__What you need to do__.
Resize the records running from the line containing "# I want the bounding box around the girl's arm" to the line containing "[0,0,299,57]", both included, and reproduce only those lines, requests included, with every bounding-box coordinate in the answers multiplied by 0.25 and rounded to the nearest whole number, halves rounded up.

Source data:

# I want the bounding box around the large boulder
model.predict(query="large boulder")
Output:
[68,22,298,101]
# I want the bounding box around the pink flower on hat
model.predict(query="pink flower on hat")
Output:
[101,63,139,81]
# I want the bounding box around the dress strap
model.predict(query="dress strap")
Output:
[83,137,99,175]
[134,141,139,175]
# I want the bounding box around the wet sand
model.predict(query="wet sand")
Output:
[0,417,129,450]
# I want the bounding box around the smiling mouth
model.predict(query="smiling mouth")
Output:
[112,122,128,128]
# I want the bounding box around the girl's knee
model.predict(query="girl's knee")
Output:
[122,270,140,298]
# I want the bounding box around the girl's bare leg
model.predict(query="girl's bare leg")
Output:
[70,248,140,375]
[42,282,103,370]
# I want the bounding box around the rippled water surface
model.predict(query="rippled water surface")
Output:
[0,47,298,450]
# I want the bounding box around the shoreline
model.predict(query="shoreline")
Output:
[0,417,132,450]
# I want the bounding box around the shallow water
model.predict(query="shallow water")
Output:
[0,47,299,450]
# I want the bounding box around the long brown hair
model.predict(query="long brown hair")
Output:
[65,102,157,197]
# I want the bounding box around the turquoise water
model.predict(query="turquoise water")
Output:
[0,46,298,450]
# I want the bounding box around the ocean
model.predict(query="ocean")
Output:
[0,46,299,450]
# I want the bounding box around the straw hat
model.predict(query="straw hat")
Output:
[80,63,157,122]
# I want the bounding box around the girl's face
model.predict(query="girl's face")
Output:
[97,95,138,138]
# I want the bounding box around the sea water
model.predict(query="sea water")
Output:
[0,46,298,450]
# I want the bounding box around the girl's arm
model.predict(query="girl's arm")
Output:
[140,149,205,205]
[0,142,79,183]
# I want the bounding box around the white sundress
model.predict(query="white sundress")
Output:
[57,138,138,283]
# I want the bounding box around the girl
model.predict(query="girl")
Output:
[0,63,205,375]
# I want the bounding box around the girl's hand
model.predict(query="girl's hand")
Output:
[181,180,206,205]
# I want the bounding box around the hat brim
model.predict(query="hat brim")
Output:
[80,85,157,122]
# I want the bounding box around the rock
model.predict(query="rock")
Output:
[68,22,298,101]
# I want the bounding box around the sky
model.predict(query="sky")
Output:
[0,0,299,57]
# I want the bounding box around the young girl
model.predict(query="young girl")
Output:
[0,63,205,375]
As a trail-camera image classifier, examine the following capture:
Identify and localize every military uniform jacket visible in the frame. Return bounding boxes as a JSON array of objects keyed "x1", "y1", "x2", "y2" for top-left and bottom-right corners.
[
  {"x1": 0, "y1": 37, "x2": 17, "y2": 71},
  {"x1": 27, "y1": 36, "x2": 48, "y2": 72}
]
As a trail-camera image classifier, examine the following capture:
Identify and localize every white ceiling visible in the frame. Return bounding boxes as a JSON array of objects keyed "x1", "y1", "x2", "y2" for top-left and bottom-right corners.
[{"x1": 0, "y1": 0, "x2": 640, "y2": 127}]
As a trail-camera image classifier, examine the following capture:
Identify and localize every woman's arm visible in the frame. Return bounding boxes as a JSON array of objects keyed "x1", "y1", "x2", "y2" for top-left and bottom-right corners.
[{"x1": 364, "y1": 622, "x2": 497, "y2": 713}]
...
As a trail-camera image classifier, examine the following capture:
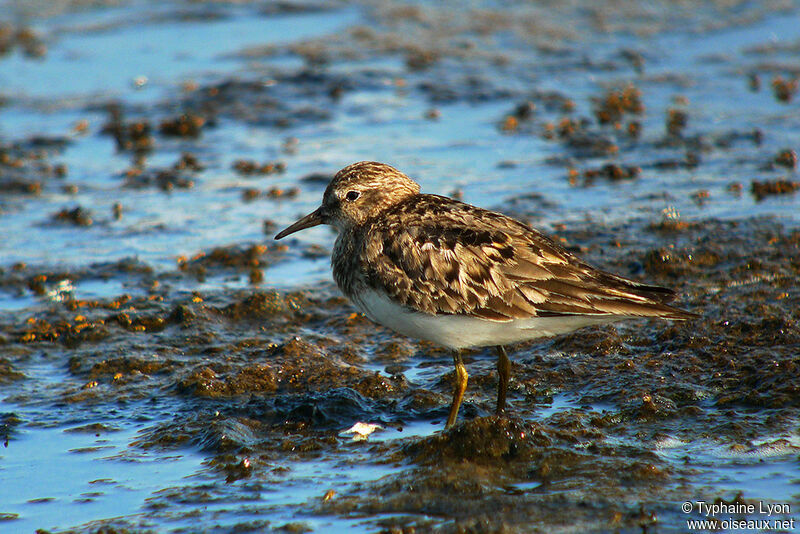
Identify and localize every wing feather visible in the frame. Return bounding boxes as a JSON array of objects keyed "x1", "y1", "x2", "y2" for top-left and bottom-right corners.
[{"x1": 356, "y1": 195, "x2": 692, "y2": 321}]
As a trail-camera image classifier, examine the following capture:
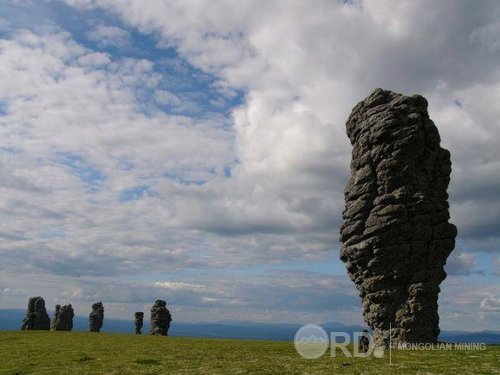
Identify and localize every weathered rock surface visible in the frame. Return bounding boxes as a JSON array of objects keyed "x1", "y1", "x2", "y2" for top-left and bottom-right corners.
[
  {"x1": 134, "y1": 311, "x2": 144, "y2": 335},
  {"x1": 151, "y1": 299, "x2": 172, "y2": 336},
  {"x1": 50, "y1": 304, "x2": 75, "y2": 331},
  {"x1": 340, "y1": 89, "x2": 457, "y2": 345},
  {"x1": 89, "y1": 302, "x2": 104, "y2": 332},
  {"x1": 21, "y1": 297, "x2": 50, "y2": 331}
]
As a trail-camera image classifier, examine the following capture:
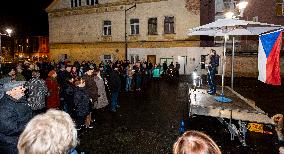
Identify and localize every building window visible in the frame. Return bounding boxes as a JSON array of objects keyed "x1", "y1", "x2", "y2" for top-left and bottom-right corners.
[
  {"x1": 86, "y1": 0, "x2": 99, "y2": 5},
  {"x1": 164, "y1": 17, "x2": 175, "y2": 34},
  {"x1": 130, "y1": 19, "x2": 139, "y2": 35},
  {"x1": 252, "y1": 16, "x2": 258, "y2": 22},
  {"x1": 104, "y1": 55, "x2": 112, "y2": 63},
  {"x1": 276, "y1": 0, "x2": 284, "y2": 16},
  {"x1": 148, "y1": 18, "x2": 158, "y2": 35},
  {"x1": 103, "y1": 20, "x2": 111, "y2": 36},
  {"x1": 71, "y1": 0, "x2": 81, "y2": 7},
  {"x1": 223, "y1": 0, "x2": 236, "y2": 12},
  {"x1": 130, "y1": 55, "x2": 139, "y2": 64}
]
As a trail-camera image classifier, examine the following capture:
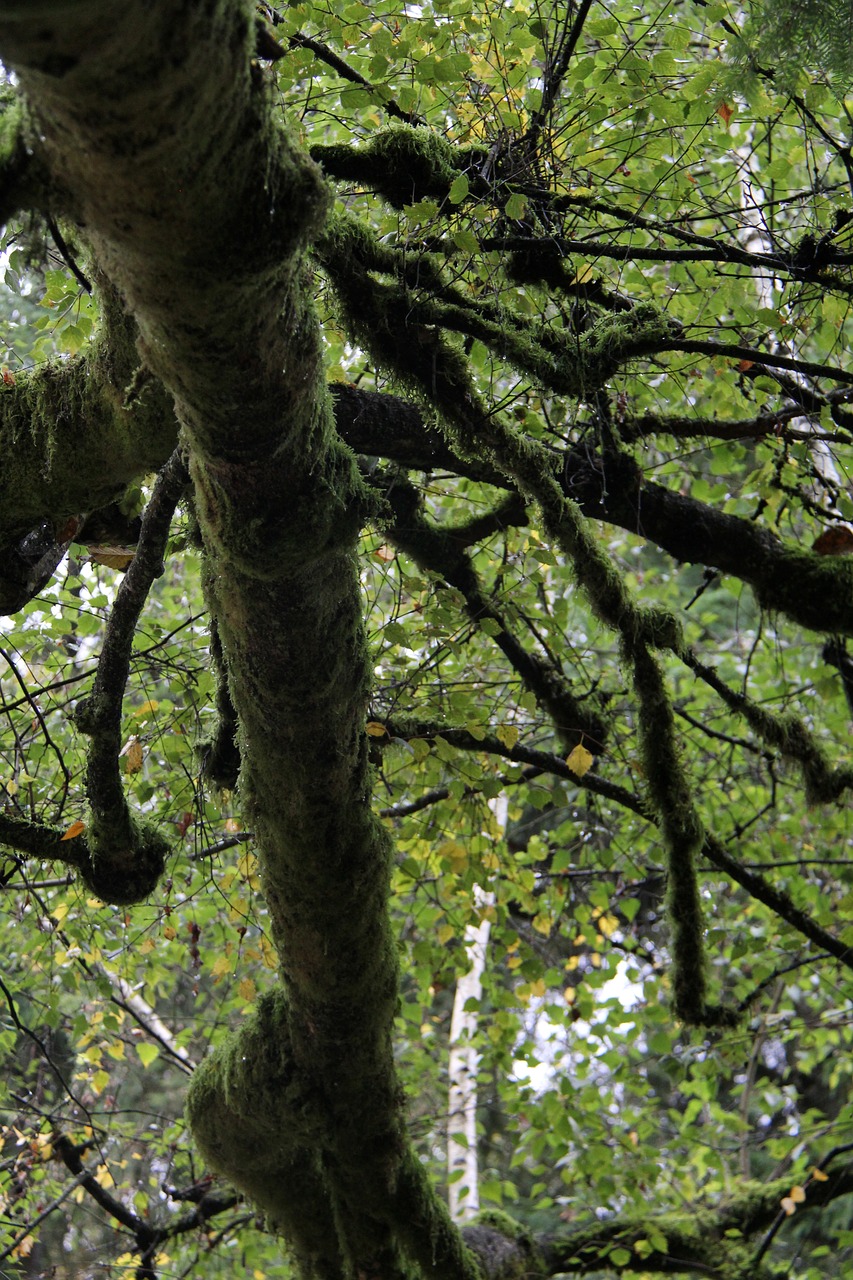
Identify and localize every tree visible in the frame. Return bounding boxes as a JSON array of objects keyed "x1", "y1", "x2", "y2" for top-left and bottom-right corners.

__The answer__.
# I want the bounding box around the girl's arm
model.predict(query="girl's arm")
Output:
[35,37,51,51]
[0,36,20,46]
# I want the bounding box around the white sundress
model.predict(query="white sundress")
Output:
[14,35,35,71]
# I want the bounding box around the girl
model.predict(query="girl")
Output:
[0,16,51,94]
# I want the bounding box around the girl's hand
model.predict(query="girl's hand")
Output:
[45,45,52,51]
# I want the bounding box around the hat brim
model.predict(query="hat brim")
Output:
[20,21,39,31]
# I want the bounding box around the rock
model.predict(query="rock")
Output:
[17,6,75,25]
# I want the bounding box around the sky
model.predict(query="sky")
Output:
[0,0,75,14]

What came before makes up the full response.